In particular, our code will be just as data-efficient as the neocortex is, and it will make the same types of mistakes in the same types of situations as the neocortex does, etc. etc.
is that true even if there haven’t been any retinal waves?
Yeah, the feeling’s mutual 😅 But the discussion is also very rewarding for me, thank you for engaging!
A couple of thoughts:
Yes, I agree that the inductive bias (/genetically hardcoded information) can live in different components: the learning rule, the network architecture, or the initialization of the weights. So learning-from-scratch is logically compatible with inductive biases—we can just put all the inductive bias into the learning rule and the architecture and none in the weights.
But from the architecture and the learning rule, the hardcoded info can enter into the weights very rapidly (f.e. first step of the learning rule: set all the weights to the values appropriate for an adult brain. Or, more realistically, a ConvNet architecture can be learned from a DNN by setting a lot of connections to zero). Therefore I don’t see what it could buy you to assume the weights to be free of inductive bias.
There might also be a case that in the actual biological brain the weights are not initialized randomly. See f.e. this work on clonally related neurons.
Something that is not appreciated a lot outside of neuroscience: “Learning” in the brain is as much a structural process as it is a “changing weights” process. This is particularly true throughout development but also into adulthood—activity-dependent learning rules do not only adjust the weights of connections, but they can also prune bad connections and add new connections. The brain simultaneously produces activity, which induces plasticity, which changes the circuit, which produces slightly different activity in turn.
That sounds a lot more like cognitive science than neuroscience! This is completely fine (I did my undergrad in CogSci), but it requires a different set of arguments from the ones you are providing in your post, I think. If you want to make a CogSci case for learning from scratch, then your argument has to be a lot more constructive (i.e. literally walk us through the steps of how your proposed system can learn all/a lot of what humans can learn). Either you take a look at what is there in the brain (subplate, synapses, …), describe how these things interact, and (correctly) infer that it’s sufficient to produce a mind (this is the neuroscience strategy); Or you propose an abstract system, demonstrate that it can do the same thing as the mind, and then demonstrate that the components of the abstract system can be identified with the biological brain (this is the CogSci strategy). I think you’re skipping step two of the CogSci strategy.
I’m on board with that. I anticipate that the design spec will contain (the equivalent of) a ton of hardcoded genetic stuff also for the “learning subsystem”/cortex. From a CogSci perspective, I’m willing to assume that this genetic stuff could be in the learning rule and the architecture, not in the initial weights. From a neuroscience perspective, I’m not convinced that’s the case.
Blocking retinal waves messes up the cortex pretty substantially (same as if the animal were born without eyes). There is the beta-2 knockout mouse, which has retinal waves but with weaker spatiotemporal correlations. As a consequence beta-2 mice fail to track moving gratings and have disrupted receptive fields.

■ **EXERCISE DATA**
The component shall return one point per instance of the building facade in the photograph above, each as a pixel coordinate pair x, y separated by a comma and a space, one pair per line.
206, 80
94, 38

■ **TASKS TO CARRY OUT**
A. Reproduce the passage from the thread on learning from scratch word for word, starting at "Yeah, the feeling’s" and ending at "in the weights.".
B. Which components does the thread on learning from scratch name as places where inductive bias can live? List all of them.

■ **ANSWERS PROVIDED**
A.
Yeah, the feeling’s mutual 😅 But the discussion is also very rewarding for me, thank you for engaging!
A couple of thoughts:
Yes, I agree that the inductive bias (/genetically hardcoded information) can live in different components: the learning rule, the network architecture, or the initialization of the weights. So learning-from-scratch is logically compatible with inductive biases—we can just put all the inductive bias into the learning rule and the architecture and none in the weights.

B.
- the learning rule
- the network architecture
- the initialization of the weights